### EXERCISE:
Could you rewrite the entries below as a numbered list, from the line with "Tag every instance of the navy" through the last line of the entries, both included and blank lines dropped? Leave the pictures out of your answer.

——————————

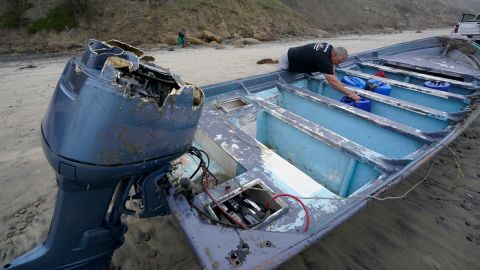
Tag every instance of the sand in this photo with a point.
(437, 226)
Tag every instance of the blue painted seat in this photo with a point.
(364, 104)
(438, 85)
(354, 82)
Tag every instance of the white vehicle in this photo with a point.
(469, 26)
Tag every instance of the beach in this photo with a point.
(436, 226)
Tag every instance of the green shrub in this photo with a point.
(14, 15)
(58, 19)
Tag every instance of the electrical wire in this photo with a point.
(240, 224)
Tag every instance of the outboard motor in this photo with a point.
(114, 124)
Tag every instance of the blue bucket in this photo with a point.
(363, 104)
(354, 82)
(380, 87)
(437, 85)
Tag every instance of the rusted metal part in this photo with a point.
(381, 121)
(427, 77)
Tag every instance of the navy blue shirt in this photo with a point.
(313, 57)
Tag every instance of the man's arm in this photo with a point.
(335, 83)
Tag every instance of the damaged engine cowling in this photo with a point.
(120, 109)
(114, 124)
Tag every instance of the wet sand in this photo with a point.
(437, 226)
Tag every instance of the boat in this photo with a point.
(276, 162)
(288, 133)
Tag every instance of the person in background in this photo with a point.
(317, 57)
(182, 39)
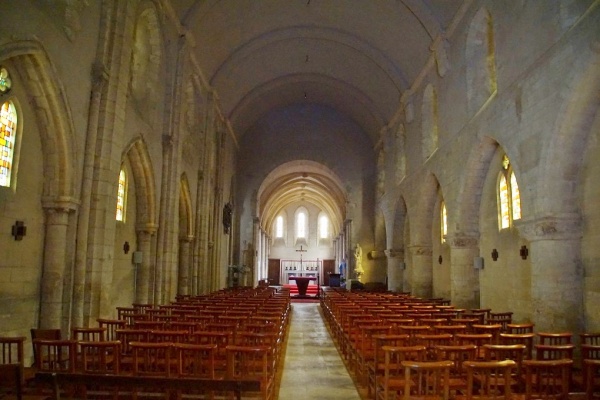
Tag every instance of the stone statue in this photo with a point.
(358, 269)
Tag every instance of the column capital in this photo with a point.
(462, 240)
(60, 204)
(552, 227)
(420, 250)
(391, 253)
(147, 228)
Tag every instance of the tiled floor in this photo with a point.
(313, 368)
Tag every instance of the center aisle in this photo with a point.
(313, 368)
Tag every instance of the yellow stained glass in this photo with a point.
(8, 124)
(504, 203)
(121, 196)
(516, 197)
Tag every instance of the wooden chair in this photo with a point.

——————————

### COMPLETE OUTPUT:
1. Tag every instance of the navy blue shirt in this photo with a point.
2. (313, 57)
3. Tag every instance of the man's arm in this photo with a point.
4. (335, 83)
5. Tag every instance of the damaged engine cowling in this photo with a point.
6. (120, 109)
7. (114, 124)
8. Tag every instance of the wet sand in this photo with a point.
9. (437, 226)
10. Tag every instance of the boat in this photo with a point.
11. (276, 162)
12. (288, 133)
13. Tag every instance of the person in background in this photo with a point.
14. (317, 57)
15. (182, 39)
16. Tag every instance of the stone statue in this photo with a point.
17. (358, 269)
18. Tag every instance of the column capital in this photo with a point.
19. (462, 240)
20. (60, 204)
21. (552, 227)
22. (420, 250)
23. (391, 253)
24. (147, 228)
25. Tag every instance of the tiled floor in this photo with a point.
26. (313, 368)
27. Tag every instance of the center aisle in this photo with a point.
28. (313, 368)
29. Tag every instance of the yellow stained glass in this photo with a point.
30. (8, 124)
31. (504, 203)
32. (121, 196)
33. (516, 197)
34. Tag every instance of the wooden chair in this photo with a point.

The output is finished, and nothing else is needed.